═════ TASK MATERIAL

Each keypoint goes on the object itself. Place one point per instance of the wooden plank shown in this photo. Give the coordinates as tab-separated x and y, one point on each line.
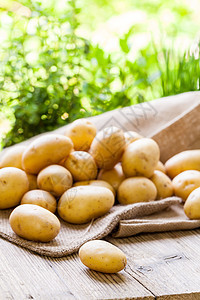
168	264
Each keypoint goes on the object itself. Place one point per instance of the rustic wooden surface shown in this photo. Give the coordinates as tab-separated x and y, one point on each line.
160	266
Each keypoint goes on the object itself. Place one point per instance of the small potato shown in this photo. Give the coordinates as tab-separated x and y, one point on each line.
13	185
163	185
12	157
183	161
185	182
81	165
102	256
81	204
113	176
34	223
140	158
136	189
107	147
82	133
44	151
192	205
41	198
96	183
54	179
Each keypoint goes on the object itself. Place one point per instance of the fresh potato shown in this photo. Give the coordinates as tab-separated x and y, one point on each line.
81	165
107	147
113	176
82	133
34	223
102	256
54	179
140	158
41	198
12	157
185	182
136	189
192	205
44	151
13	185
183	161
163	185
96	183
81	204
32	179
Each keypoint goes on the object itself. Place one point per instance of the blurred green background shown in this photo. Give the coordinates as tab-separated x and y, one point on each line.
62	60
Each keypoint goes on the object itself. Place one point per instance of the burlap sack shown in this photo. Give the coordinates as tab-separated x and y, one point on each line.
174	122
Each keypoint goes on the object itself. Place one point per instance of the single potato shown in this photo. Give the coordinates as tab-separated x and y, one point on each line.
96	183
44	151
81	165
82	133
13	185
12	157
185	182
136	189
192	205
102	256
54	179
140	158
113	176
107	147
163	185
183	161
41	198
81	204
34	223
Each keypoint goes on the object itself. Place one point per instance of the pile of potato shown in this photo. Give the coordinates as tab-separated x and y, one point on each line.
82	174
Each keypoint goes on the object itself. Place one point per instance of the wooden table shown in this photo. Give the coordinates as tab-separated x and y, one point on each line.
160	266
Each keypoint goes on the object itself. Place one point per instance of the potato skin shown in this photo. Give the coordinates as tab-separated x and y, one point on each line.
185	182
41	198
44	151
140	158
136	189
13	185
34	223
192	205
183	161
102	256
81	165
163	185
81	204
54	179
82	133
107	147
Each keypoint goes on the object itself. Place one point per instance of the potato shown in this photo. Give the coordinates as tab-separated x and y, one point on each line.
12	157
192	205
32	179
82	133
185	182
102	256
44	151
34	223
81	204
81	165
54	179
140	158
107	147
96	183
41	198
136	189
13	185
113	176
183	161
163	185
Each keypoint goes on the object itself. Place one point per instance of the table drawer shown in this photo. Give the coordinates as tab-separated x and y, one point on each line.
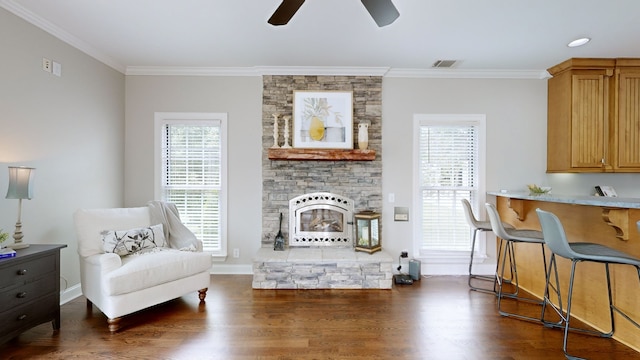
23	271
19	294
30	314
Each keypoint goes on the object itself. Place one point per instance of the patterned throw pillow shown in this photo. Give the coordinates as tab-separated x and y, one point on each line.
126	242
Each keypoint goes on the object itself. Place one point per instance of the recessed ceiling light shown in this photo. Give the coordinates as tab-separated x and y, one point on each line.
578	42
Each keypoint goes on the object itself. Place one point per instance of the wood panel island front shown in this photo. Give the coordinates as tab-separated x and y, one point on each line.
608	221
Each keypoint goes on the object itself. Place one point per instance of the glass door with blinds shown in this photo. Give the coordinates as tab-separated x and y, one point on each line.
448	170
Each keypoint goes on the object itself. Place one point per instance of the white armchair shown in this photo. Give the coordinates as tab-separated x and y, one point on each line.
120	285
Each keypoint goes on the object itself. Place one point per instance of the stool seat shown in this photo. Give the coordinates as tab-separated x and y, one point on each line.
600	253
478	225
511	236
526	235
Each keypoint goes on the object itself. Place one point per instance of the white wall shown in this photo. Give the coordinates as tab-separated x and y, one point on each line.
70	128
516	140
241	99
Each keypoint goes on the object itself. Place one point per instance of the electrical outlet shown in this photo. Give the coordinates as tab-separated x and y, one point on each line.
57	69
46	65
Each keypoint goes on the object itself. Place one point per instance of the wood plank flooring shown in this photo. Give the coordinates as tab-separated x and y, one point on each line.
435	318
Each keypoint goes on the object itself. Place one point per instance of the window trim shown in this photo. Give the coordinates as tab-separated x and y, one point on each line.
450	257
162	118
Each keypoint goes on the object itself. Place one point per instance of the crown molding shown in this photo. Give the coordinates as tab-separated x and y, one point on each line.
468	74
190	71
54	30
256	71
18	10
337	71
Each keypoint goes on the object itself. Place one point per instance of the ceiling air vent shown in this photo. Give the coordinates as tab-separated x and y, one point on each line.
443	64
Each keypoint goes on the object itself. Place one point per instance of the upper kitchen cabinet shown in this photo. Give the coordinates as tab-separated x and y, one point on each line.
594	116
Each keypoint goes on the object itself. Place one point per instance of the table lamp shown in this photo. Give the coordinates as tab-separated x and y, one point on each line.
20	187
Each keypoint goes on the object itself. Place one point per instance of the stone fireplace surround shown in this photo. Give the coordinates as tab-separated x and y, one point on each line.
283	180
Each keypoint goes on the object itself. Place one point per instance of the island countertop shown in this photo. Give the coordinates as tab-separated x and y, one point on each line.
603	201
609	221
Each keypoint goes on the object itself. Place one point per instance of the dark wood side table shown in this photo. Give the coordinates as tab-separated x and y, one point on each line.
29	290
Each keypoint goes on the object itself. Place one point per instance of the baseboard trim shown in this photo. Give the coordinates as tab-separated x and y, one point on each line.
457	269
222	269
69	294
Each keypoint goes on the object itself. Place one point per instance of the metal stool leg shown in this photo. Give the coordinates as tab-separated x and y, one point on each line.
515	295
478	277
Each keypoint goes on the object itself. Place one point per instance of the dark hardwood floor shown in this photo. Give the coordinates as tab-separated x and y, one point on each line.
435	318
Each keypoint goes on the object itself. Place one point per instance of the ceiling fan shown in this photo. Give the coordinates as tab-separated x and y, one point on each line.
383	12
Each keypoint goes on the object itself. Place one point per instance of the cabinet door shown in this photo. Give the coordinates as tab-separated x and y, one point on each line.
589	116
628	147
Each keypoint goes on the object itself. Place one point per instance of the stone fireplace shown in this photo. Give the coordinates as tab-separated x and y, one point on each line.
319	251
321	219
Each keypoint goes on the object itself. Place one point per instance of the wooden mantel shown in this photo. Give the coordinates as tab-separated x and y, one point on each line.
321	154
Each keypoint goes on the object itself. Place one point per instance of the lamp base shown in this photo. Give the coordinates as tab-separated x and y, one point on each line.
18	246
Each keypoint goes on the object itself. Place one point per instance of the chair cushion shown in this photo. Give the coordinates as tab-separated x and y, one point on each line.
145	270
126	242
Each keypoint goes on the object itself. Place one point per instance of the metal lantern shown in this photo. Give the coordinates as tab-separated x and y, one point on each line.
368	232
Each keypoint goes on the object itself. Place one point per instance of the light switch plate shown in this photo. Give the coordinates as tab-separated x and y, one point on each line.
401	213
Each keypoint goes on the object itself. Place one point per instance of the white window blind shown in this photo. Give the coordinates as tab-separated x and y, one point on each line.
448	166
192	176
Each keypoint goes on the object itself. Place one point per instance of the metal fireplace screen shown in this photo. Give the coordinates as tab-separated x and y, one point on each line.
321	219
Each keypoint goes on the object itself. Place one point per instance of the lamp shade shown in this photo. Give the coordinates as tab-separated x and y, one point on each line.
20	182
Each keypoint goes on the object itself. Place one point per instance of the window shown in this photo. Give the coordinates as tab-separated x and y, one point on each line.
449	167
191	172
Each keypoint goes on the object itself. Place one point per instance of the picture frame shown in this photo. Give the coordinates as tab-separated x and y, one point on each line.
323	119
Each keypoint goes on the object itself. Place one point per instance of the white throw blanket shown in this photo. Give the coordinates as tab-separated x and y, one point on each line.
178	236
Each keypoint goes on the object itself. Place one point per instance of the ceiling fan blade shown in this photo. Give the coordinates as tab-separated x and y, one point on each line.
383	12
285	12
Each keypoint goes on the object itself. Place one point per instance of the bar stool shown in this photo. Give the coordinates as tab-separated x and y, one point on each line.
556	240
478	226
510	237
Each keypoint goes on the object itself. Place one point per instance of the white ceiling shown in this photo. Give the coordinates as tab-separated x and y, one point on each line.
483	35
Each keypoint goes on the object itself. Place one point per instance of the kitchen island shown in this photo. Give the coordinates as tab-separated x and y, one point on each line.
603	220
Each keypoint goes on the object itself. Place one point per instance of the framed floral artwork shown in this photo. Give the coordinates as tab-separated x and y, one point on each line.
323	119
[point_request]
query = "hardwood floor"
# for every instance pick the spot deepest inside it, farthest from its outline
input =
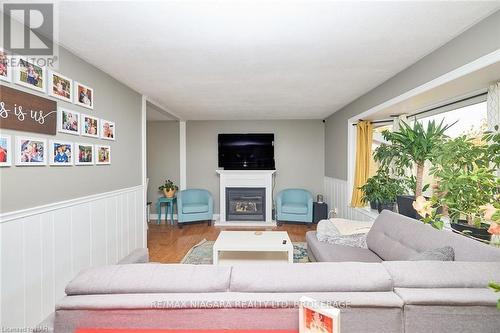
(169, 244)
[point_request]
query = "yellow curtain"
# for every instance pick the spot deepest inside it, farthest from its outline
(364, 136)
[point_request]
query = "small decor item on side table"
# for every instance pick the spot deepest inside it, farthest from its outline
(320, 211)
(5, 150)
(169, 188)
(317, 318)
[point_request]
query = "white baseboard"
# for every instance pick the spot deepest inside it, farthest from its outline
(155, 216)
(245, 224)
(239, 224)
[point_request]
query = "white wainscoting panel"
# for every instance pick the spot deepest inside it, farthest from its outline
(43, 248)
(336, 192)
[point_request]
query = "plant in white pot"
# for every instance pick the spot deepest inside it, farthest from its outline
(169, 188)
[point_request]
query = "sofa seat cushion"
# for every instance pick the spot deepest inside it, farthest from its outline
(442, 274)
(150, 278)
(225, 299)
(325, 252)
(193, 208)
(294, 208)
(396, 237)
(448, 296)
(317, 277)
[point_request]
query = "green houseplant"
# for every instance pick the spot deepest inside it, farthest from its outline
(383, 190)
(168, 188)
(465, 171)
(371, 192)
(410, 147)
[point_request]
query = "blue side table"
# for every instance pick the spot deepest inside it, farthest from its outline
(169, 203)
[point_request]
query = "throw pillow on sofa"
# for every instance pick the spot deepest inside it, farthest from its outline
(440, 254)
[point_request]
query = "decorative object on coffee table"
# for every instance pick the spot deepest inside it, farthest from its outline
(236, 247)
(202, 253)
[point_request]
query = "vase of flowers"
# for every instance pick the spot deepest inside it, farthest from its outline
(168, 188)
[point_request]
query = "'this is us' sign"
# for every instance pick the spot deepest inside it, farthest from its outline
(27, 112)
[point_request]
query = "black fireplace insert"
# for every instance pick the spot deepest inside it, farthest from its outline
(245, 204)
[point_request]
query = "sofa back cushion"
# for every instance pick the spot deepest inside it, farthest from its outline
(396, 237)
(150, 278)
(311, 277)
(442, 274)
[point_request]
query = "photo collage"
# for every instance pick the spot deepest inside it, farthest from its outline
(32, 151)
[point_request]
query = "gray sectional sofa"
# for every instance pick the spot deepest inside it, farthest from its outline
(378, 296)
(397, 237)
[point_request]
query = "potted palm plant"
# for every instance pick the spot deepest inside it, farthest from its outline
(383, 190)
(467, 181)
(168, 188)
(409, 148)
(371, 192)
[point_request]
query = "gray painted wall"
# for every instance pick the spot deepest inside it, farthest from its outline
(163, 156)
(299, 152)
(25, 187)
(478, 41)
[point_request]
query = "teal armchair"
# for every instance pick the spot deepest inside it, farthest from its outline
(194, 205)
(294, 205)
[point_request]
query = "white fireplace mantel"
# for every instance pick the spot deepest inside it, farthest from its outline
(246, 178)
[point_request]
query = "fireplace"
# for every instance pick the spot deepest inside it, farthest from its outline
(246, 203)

══════════
═════ TASK MATERIAL

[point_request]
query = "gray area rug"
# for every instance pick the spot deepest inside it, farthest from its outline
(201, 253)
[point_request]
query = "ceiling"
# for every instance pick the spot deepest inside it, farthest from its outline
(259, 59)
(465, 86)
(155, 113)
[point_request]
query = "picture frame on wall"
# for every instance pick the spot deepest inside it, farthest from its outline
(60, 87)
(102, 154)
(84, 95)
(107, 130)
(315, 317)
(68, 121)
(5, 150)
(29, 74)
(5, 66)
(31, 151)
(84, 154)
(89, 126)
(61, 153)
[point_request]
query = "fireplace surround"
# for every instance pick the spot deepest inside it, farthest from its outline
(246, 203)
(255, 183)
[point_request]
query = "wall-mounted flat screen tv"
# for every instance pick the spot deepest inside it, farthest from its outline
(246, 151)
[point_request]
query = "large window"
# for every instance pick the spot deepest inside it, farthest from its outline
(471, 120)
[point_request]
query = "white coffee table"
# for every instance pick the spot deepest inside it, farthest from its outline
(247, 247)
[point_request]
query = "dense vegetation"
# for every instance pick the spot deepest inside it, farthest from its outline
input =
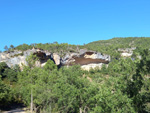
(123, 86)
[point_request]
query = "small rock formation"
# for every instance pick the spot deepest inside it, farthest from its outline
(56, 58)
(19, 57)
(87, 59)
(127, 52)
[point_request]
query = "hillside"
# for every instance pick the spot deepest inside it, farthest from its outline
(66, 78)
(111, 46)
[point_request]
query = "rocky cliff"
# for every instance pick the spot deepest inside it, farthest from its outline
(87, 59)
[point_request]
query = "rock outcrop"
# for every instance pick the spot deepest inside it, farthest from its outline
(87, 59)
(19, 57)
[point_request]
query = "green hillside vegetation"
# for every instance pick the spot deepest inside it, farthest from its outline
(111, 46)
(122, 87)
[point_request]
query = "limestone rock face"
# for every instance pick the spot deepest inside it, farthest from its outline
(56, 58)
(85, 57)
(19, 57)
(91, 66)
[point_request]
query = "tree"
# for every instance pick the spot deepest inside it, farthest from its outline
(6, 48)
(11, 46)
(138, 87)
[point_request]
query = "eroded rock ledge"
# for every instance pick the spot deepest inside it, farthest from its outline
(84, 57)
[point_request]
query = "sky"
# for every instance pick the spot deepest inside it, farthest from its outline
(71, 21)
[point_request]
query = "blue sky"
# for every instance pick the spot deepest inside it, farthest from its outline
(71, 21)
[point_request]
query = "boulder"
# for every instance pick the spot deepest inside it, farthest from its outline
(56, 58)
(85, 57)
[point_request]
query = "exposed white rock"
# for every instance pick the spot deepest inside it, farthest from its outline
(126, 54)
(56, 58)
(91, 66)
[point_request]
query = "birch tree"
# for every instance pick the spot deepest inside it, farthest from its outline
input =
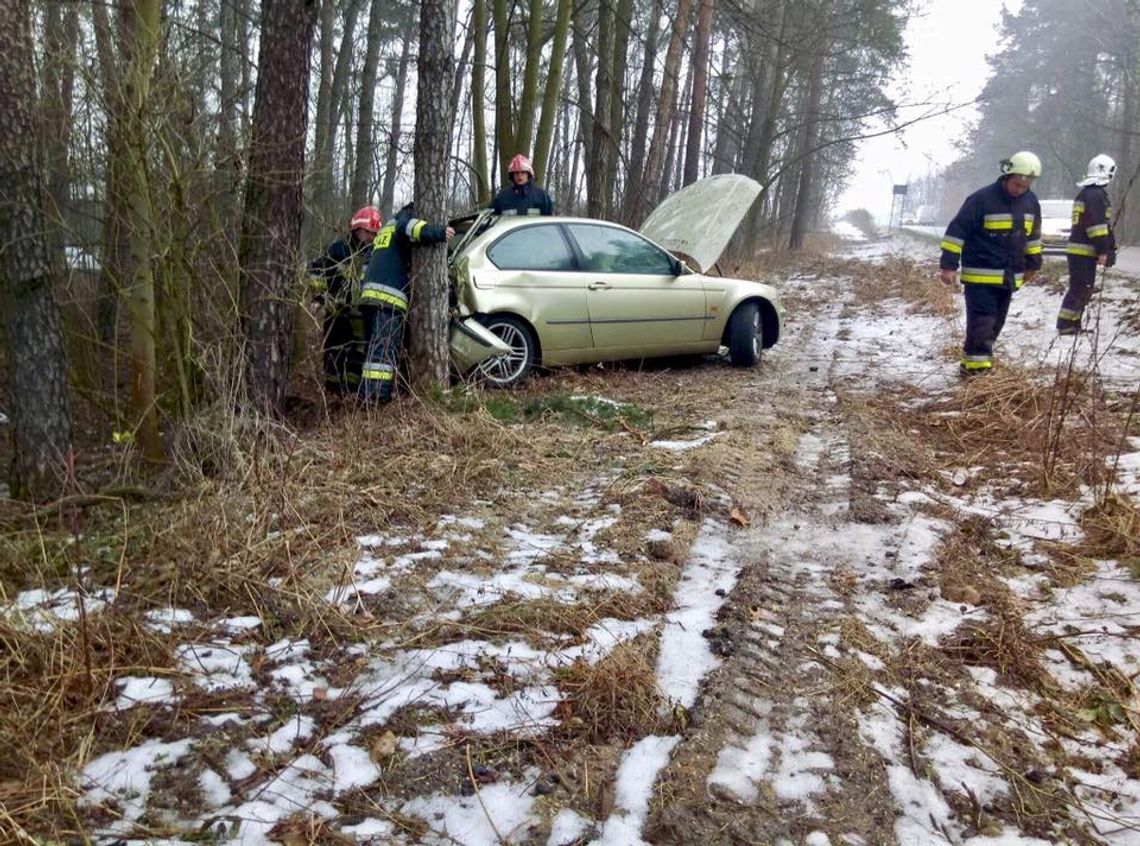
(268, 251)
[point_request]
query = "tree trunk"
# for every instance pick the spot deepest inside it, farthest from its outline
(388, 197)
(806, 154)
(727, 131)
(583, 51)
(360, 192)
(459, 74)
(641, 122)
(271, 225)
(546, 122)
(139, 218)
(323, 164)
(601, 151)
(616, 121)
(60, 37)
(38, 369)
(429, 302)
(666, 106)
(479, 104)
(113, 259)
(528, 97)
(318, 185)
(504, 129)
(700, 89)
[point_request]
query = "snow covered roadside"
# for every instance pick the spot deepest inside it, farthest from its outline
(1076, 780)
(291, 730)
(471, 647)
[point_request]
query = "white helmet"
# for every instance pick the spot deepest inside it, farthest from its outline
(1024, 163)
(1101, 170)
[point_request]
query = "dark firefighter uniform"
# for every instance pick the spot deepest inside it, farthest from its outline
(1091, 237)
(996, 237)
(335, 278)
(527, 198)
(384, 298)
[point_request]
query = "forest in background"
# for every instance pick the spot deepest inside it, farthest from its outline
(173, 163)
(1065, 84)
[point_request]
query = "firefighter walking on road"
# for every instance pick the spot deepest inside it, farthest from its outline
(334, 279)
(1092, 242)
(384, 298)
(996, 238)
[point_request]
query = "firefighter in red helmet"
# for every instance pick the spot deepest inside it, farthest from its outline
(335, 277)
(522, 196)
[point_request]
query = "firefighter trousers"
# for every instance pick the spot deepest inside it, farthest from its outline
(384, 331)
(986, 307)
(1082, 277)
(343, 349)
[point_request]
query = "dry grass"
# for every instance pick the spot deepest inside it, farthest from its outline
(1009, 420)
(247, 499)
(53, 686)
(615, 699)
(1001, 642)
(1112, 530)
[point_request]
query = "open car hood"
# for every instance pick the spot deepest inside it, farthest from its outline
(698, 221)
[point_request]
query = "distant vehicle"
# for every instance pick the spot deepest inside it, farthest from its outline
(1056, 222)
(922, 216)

══════════
═════ TASK MATERIAL

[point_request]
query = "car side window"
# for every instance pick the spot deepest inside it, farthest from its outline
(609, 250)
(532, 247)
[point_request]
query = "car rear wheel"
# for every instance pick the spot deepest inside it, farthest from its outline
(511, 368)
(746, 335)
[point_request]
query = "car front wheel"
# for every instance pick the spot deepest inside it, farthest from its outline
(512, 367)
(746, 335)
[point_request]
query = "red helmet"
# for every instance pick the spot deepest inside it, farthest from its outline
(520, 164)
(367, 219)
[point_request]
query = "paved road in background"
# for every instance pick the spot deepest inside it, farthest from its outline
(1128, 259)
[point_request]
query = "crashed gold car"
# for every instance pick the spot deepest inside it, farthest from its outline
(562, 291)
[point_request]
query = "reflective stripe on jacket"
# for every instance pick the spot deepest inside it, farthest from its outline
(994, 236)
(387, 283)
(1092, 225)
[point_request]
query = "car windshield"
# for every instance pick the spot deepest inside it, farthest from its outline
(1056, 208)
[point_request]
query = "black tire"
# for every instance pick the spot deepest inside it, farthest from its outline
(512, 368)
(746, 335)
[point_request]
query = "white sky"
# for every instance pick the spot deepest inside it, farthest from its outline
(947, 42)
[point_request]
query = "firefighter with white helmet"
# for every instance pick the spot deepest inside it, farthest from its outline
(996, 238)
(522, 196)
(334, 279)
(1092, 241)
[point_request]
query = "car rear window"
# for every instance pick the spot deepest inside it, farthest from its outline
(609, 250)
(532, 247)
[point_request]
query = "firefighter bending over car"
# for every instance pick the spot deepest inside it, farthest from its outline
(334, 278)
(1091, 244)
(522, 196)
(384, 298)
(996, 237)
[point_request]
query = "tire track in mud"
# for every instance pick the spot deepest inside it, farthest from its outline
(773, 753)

══════════

WRITTEN EXERCISE -
Pick out every line in the data above that contains the word "seat" and copy each of those lines in full.

EXPECTED ANSWER -
Each keypoint goes on the object itself. Place one point per instance of the stool seat shown in this photo. Give the coordinates as tab-separated x and y, one point on each line.
query = "sofa seat cushion"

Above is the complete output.